Records:
________________

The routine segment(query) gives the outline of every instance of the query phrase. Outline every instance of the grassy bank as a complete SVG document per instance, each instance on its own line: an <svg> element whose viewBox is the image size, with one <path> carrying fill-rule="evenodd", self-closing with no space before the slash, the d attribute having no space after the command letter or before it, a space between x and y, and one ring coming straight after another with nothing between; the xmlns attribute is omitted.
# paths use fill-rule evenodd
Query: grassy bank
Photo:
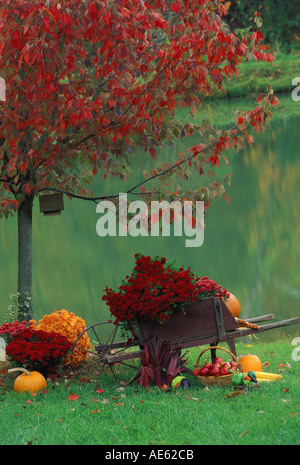
<svg viewBox="0 0 300 465"><path fill-rule="evenodd" d="M195 124L208 119L215 127L231 127L234 112L253 110L257 106L258 95L266 93L270 86L280 101L280 105L273 109L272 121L298 116L300 103L294 102L291 97L294 88L292 79L297 76L300 76L300 53L278 53L273 65L253 60L243 62L239 66L239 75L225 80L225 92L217 92L214 88L212 95L202 102L203 107L195 118L186 108L177 112L177 118L182 122L193 119Z"/></svg>
<svg viewBox="0 0 300 465"><path fill-rule="evenodd" d="M122 387L105 377L100 385L62 377L30 396L14 393L13 377L2 373L0 444L299 445L300 361L293 361L294 349L287 339L238 343L239 355L258 355L270 363L265 371L281 370L283 380L235 396L232 386L207 389L191 377L188 390L167 391ZM191 368L201 350L189 352Z"/></svg>
<svg viewBox="0 0 300 465"><path fill-rule="evenodd" d="M266 92L272 86L275 94L291 92L292 79L300 75L300 53L275 54L276 60L269 62L251 60L239 65L239 74L226 79L225 94L214 92L213 97L246 97Z"/></svg>

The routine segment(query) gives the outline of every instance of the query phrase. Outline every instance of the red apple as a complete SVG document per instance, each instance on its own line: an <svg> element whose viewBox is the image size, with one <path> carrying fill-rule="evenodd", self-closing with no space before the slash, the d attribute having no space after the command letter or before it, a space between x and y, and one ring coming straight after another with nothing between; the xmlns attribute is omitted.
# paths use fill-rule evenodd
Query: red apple
<svg viewBox="0 0 300 465"><path fill-rule="evenodd" d="M238 367L238 364L237 362L235 362L234 360L232 362L230 362L230 366L233 367L235 366L236 368Z"/></svg>
<svg viewBox="0 0 300 465"><path fill-rule="evenodd" d="M222 368L230 368L230 363L229 362L224 362L222 365Z"/></svg>
<svg viewBox="0 0 300 465"><path fill-rule="evenodd" d="M220 374L220 369L216 365L212 365L208 370L209 376L218 376Z"/></svg>
<svg viewBox="0 0 300 465"><path fill-rule="evenodd" d="M220 375L221 376L229 375L229 371L227 370L227 368L221 368Z"/></svg>
<svg viewBox="0 0 300 465"><path fill-rule="evenodd" d="M213 363L219 363L220 365L222 365L223 359L221 357L216 357Z"/></svg>
<svg viewBox="0 0 300 465"><path fill-rule="evenodd" d="M199 375L200 376L208 376L208 367L201 368L201 370L199 371Z"/></svg>
<svg viewBox="0 0 300 465"><path fill-rule="evenodd" d="M204 363L202 368L210 368L210 367L211 367L211 364L206 362L206 363Z"/></svg>

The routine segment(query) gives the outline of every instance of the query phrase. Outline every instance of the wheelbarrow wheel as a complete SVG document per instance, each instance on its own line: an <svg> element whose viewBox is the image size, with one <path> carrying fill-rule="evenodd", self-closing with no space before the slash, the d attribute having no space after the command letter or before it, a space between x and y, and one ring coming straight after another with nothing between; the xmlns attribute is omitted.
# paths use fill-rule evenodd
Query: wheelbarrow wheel
<svg viewBox="0 0 300 465"><path fill-rule="evenodd" d="M88 336L91 347L83 347L82 339ZM78 365L78 354L85 360ZM80 357L82 358L82 357ZM87 327L71 348L71 367L74 375L102 377L127 385L137 379L141 368L141 352L136 341L127 342L119 325L101 321Z"/></svg>

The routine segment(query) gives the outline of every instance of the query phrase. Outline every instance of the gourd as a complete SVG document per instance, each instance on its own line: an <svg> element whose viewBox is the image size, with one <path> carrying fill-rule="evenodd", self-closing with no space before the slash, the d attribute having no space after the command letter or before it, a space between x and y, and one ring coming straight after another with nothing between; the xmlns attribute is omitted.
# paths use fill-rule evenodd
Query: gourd
<svg viewBox="0 0 300 465"><path fill-rule="evenodd" d="M262 364L257 355L244 355L240 358L240 363L242 364L243 371L262 371Z"/></svg>
<svg viewBox="0 0 300 465"><path fill-rule="evenodd" d="M11 368L8 370L8 373L15 371L23 371L23 373L15 379L14 390L16 392L38 392L47 387L46 379L38 371L28 371L26 368L20 367Z"/></svg>
<svg viewBox="0 0 300 465"><path fill-rule="evenodd" d="M237 318L240 315L241 313L240 302L235 297L235 295L231 294L231 292L229 292L229 298L226 300L225 305L228 308L228 310L230 310L230 312L235 318Z"/></svg>
<svg viewBox="0 0 300 465"><path fill-rule="evenodd" d="M257 380L260 381L275 381L277 379L283 379L278 373L267 373L266 371L255 371Z"/></svg>

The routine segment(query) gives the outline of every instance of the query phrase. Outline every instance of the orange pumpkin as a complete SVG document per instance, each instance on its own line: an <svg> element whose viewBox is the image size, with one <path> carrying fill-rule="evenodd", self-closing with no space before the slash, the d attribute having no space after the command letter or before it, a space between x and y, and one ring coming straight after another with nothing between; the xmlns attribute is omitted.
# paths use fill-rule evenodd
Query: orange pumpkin
<svg viewBox="0 0 300 465"><path fill-rule="evenodd" d="M244 355L240 358L240 363L242 364L243 371L262 371L262 364L257 355Z"/></svg>
<svg viewBox="0 0 300 465"><path fill-rule="evenodd" d="M8 370L8 373L14 371L23 371L23 373L18 376L14 383L14 390L16 392L38 392L47 387L47 382L44 376L38 371L28 371L26 368L11 368Z"/></svg>
<svg viewBox="0 0 300 465"><path fill-rule="evenodd" d="M238 318L241 313L241 305L235 295L229 292L229 298L225 302L226 307L235 318Z"/></svg>

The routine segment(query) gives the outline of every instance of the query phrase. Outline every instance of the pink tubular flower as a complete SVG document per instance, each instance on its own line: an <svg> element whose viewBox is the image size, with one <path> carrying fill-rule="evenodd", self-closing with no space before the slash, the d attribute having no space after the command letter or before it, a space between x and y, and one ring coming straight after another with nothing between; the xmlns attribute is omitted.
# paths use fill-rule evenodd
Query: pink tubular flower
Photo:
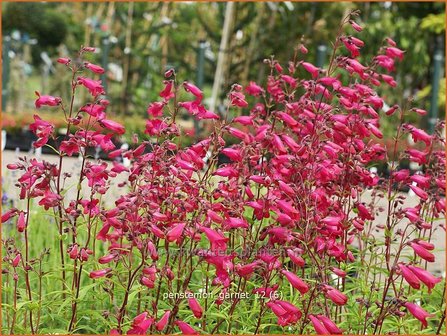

________________

Task:
Repeat the material word for word from its opening line up to and including the line containing "Query: grassy bank".

Result of the exercise:
The routine segment(query) gives the outline of every instance of the query phrase. Outline every instance of the grassy bank as a complete SVG document per instance, each instance on its own line: an <svg> element whose viewBox is the image size, with one <path> carrying fill-rule="evenodd", self-closing with no space before the slash, the d attribute having no space after the command letter or before it, a space between x and y, and one ring coming straight after another with nothing between; the xmlns attribute is omitted.
# paths use fill-rule evenodd
Query: grassy bank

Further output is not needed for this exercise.